◆ Material for the task:
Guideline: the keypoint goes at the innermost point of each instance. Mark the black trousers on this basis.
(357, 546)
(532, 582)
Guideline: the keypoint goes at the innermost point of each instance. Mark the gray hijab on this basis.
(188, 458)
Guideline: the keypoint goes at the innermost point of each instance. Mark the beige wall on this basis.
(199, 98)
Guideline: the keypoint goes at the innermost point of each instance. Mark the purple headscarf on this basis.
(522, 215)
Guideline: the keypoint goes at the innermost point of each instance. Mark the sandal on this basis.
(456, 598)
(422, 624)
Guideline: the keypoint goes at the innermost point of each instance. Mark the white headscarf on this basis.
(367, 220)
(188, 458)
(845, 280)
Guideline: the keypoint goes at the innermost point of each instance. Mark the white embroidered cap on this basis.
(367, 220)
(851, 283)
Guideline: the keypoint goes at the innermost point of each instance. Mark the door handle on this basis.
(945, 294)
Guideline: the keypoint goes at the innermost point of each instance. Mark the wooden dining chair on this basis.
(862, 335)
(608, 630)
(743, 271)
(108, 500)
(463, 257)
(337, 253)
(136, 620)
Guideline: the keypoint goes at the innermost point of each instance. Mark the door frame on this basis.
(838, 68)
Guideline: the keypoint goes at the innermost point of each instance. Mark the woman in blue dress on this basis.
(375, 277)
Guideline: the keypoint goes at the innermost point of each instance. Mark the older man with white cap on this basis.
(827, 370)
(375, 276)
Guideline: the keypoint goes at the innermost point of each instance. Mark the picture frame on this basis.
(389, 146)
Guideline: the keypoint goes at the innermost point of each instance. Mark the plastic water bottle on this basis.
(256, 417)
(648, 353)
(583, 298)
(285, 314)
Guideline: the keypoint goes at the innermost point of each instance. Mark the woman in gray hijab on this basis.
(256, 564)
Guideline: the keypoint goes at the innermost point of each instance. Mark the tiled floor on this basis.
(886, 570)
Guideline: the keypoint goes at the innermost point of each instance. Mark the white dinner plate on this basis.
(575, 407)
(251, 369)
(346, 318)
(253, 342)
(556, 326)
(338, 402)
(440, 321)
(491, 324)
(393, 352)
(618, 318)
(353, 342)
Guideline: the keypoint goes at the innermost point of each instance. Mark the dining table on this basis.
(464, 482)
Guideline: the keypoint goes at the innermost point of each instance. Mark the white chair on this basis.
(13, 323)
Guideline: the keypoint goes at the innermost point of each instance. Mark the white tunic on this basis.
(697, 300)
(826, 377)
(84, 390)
...
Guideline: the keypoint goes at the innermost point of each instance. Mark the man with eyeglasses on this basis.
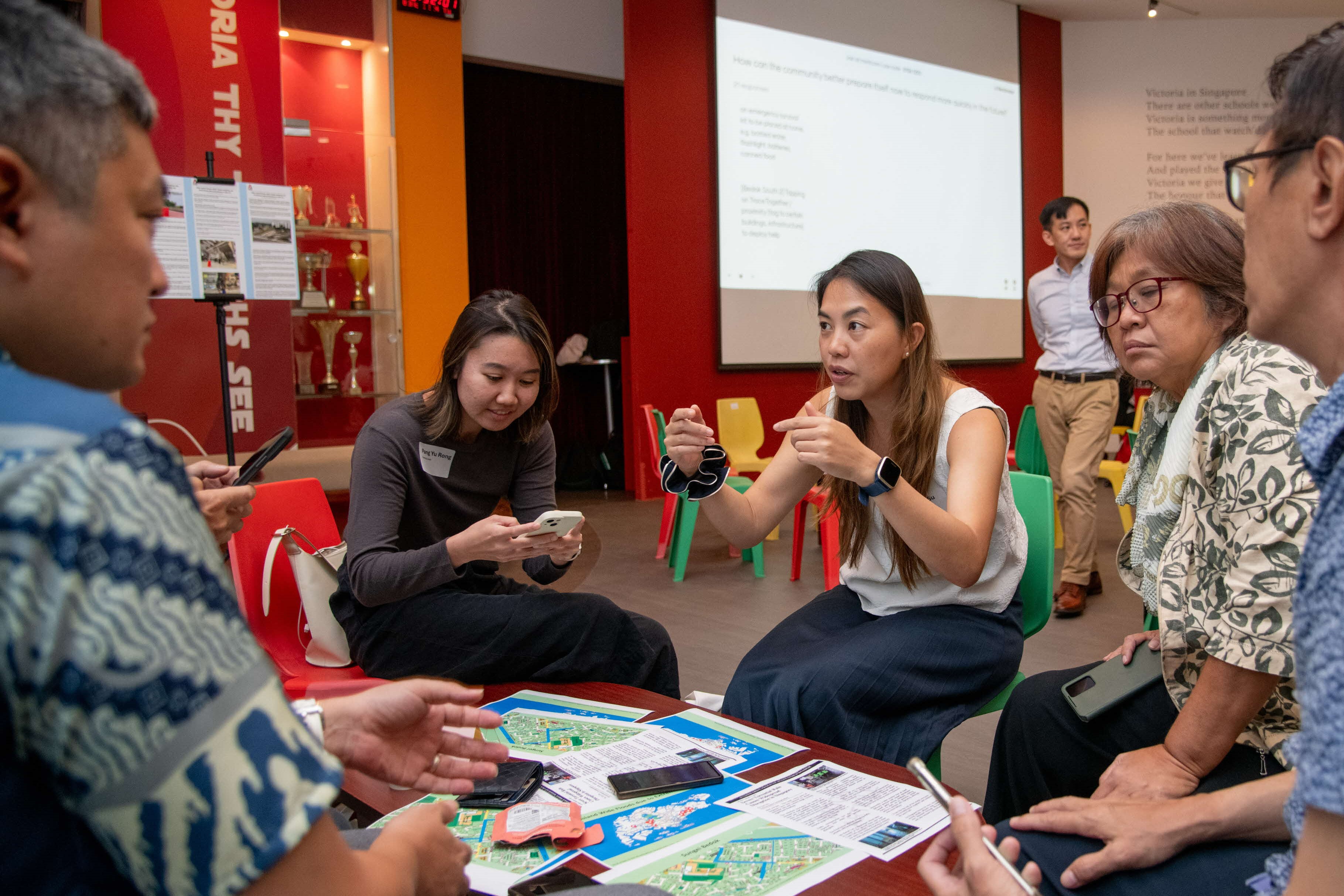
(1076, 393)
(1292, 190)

◆ Brief: Rename "eyeglasses" to "spectacles" in the material from the line with "eyeglasses on this basis." to the line with "(1292, 190)", and give those lines again with nothing else changed. Leave the picture out.

◆ Answer in full:
Guideline: the keypoint goes at the innermost point of each instance. Mark the man with spectacles on this basis.
(1076, 393)
(1292, 190)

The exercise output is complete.